_Challenge A_: In every one of the records below, substitute "upper-left corner" for "top-left corner" and write the records out again with nothing else changed. Leave the pictures out of your answer.

##### Selected extract

Reviewed by Glenn Erickson

The Kite Runner breaks with the notion that American audiences require home-grown identification figures, even for stories set in unfamiliar cultures. Based on a celebrated novel by Afghan expatriate Khaled Hossein, the fascinating film plunges us into completely new territor, for an exciting and emotional story about an under-represented corner of the world.

Although nominated for only one Oscar, The Kite Runner is one of the best and most interesting films of 2007. Dreamworks' DVD contains a pair of featurettes that stress the unusual nature of the filming -- in Western China, with an international cast. Director Marc Forster (The Monster's Ball, Finding Neverland) has signed on to helm the next James Bond opus, Quantum of Solace.


2000. Afghan-American author Amir Housseni (Khalid Abdalla) leaves his new wife Soraya (Atossa Leoni) in California to travel to Pakistan, at the request of close family friend Rahim Khan (Shaun Toub). Amir remembers his childhood in Kabul, and especially his close relationship with young Hassan (Ahmad Khan Mahmidzada), the son of the family housekeeper. In 1978 young Amir (Zekeria Ebrahimi) is a bookish kid sometimes uncomfortable with the fact that his best friend Hassan is from the Muslim, Farsi-speaking Hazara minority. The two boys become expert kite fliers, competing in neighborhood 'kite fights'; Amir's father (Homayoun Ershadi), a prosperous developer, is very proud that they've bonded so closely. After a big victory, bullies led by local boy Assef (Elham Ehsas) rape Hassan. Amir turns on his best friend. Then the Soviets invade Kabul. Amir and his father barely escape, to France and eventually America. Amir grows up realizing that he's wronged the loyal Hassan, and owes him a great debt. Rahim Kahn's summons to Pakistan puts Amir in a position to atone for his sins ... by undertaking a perilous rescue mission into Afghanistan, now controlled by the brutal Taliban.

The Kite Runner's wonderful screenplay begins as a story of two boys in an exotic land and winds up as a tense thriller. In between we learn a great deal about the Afghan culture and the problems faced by decent people in a politically unstable land. Book author Hosseini has no affection for the Russian invaders, and communicates in dramatic terms the consequences of a country ruled by religious fundamentalists.

Young Amir and Hassan are far from idealized. The privileged Amir has a strong desire to write, and is concerned that his father thinks him too passive. Hassan's loyalty to his friend Amir is complete, to the extent that he'll withstand any humiliation in silence. They enjoy screenings of The Magnificent Seven dubbed into Farsi, and Amir marvels at Hassan's ability as a 'kite runner', racing through the streets to recover kites won in battle. But Amir fails his friend Hassan in a way so painful that he feels the need to compound the injustice, a serious emotional crime that haunts Amir all the way to adulthood.

Amir's father is a fairly wealthy businessman who can buy a Mustang muscle car to drive on the dusty Kabul streets. He flees when the Russians come but is brave enough to stand up to them on a point of honor, even though his life is at stake. The years of adjustment to life in America are nicely sketched, with the father working in gas stations and the son making money at swap meets. Amir falls in love with another Afghan expatriate and must deal with her father, who thinks his daughter worthy of a better match than a 'storyteller'. The ways of the old country persist in suburban America: Amir and Soraya can only take a walk together if her mother follows as a chaperone. Ironically, Americans nostalgic for lamented 'lost' traditions will see those exact values in these foreign immigrants.

##########

_Challenge B_: Reproduce word for word the passage of *The Kite Runner* review that begins with "Although nominated for" and ends with "Quantum of Solace.".

##### Entries shown

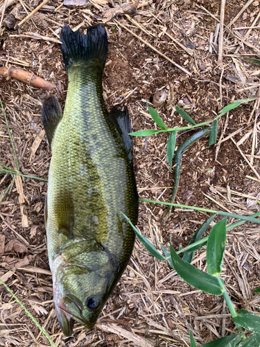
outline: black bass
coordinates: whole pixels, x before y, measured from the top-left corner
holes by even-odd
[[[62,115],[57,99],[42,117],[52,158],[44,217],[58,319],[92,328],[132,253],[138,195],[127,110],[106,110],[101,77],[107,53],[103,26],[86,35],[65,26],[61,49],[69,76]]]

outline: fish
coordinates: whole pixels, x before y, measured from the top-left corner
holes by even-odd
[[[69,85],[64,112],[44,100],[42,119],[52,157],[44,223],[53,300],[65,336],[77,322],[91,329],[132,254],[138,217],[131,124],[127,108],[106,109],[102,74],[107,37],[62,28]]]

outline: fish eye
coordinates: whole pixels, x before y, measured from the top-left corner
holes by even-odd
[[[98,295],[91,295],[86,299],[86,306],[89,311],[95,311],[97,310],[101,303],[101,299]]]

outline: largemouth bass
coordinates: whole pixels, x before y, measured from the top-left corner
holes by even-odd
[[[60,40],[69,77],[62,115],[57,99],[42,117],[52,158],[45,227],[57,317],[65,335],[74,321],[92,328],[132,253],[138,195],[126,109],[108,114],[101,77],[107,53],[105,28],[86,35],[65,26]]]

##########

_Final answer A_:
outline: black bass
coordinates: whole pixels, x before y, measured from the upper-left corner
holes by even-odd
[[[62,115],[57,99],[42,117],[52,158],[44,217],[58,319],[92,328],[132,253],[138,195],[127,110],[106,110],[101,77],[107,53],[103,26],[86,35],[65,26],[61,49],[69,76]]]

outline: fish
coordinates: whole pixels, x before y, measured from the upper-left corner
holes by even-odd
[[[69,85],[64,112],[44,100],[42,119],[52,157],[44,223],[53,300],[65,336],[77,322],[91,329],[132,254],[138,217],[131,124],[127,108],[106,109],[102,74],[107,37],[62,28]]]

outline: fish eye
coordinates: whole pixels, x before y, measured from the upper-left corner
holes by even-odd
[[[98,295],[91,295],[86,299],[86,306],[89,311],[95,311],[97,310],[101,303],[101,299]]]

outline: largemouth bass
coordinates: whole pixels, x before y, measured from the upper-left corner
holes by even-odd
[[[60,40],[69,77],[62,115],[57,99],[42,117],[52,158],[45,227],[57,317],[65,335],[74,321],[92,328],[132,253],[138,195],[126,109],[108,114],[101,77],[107,53],[105,28],[86,35],[65,26]]]

_Final answer B_:
Although nominated for only one Oscar, The Kite Runner is one of the best and most interesting films of 2007. Dreamworks' DVD contains a pair of featurettes that stress the unusual nature of the filming -- in Western China, with an international cast. Director Marc Forster (The Monster's Ball, Finding Neverland) has signed on to helm the next James Bond opus, Quantum of Solace.